▶ _DOCUMENT TEXT_
________________

Through a microscope, Courtney Fant eyes hundreds of cells wiggling, dividing, and multiplying. Found in tsetse flies in Sub-Saharan Africa, the cells are a type of parasite that, in a human, would result in the often-deadly African sleeping sickness.
But in Clemson University’s Eukaryotic Pathogens Innovation Center (EPIC) lab, it won’t take long before the cells multiply in a sealed container until they become overcrowded and die.
Fant, along with four other medical students with the University of South Carolina, is researching fungal and parasitic eukaryotic pathogens — organisms that cause African sleeping sickness, fungal meningitis, toxoplasmosis, and amoebic dysentery, among other illnesses.
Clemson secured the research training grant from the National Institutes of Health specifically for its in-state rival — the University of South Carolina.
Kerry Smith, director of Clemson’s EPIC, said Clemson is an academic and research partner with Prisma Health, which also partners with the University of South Carolina’s School of Medicine in Greenville.
“For us, this was always about providing opportunities for the University of S.C. Greenville medical students. Clemson University doesn’t have a medical school, and the University of South Carolina School of Medicine in Greenville is a relatively very new medical school that doesn’t have those kind of wet lab opportunities for the medical students,” Smith said. “At the end of the day, it’s what we do at a university — train.”
Research on eukaryotic pathogens is critical because the illnesses they cause are harder to treat than typical viruses or infections — eukaryotic pathogens closely mirror the cells in a human body, making it difficult to stop the processes in the invasive cell without harming regular cells.
“When you’re designing an antibiotic for bacteria — that would be something that would kill the bacteria — the processes that go on in the bacteria are very different than the processes that go on inside our cells. So, at least on paper, it’s relatively easy to target a process and bacteria, design an antibiotic that will stop that process, and it will very unlikely have any kind of effect on us,” Smith said. “One of the differences in working with eukaryotic pathogens in designing anti-parasitic drugs and anti-fungal drugs is because these processes are so much the same, you have to find something that will block the process and the pathogen and not affect us.”

________________

▶ _RECORDED DATA_
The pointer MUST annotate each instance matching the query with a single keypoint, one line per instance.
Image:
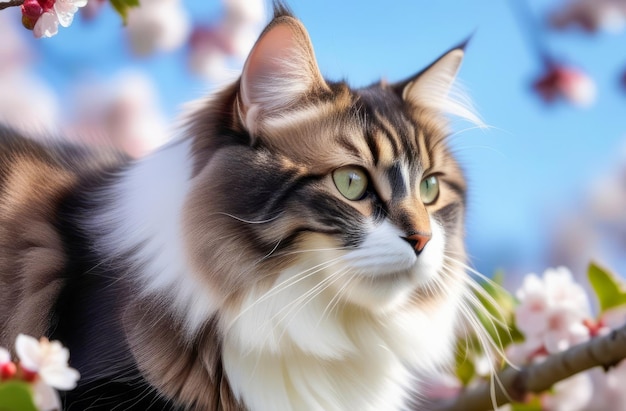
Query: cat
(298, 247)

________________

▶ _TO DO_
Answer these from the text on Clemson's EPIC lab, one per line:
1. Where are the tsetse flies that carry the parasite found?
2. Which agency provided the research training grant?
3. According to Kerry Smith, what kind of school does Clemson University not have?

▶ _RESPONSE_
1. Sub-Saharan Africa
2. The National Institutes of Health
3. A medical school